Exercise aim — Rewrite the rows below, putting "red jersey" in place of "white jersey" and leaving everything else unchanged. Leave the pictures out of your answer.

Raw data —
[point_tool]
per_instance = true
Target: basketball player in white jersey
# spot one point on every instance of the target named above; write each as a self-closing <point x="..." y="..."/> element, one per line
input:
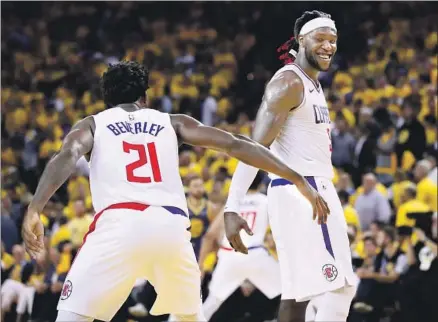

Expected answer —
[point_tool]
per_instance = true
Target: basketball player in red jersey
# spot one point on every instance of the target named above; write each as a self-closing <point x="..." y="..."/> element, one per line
input:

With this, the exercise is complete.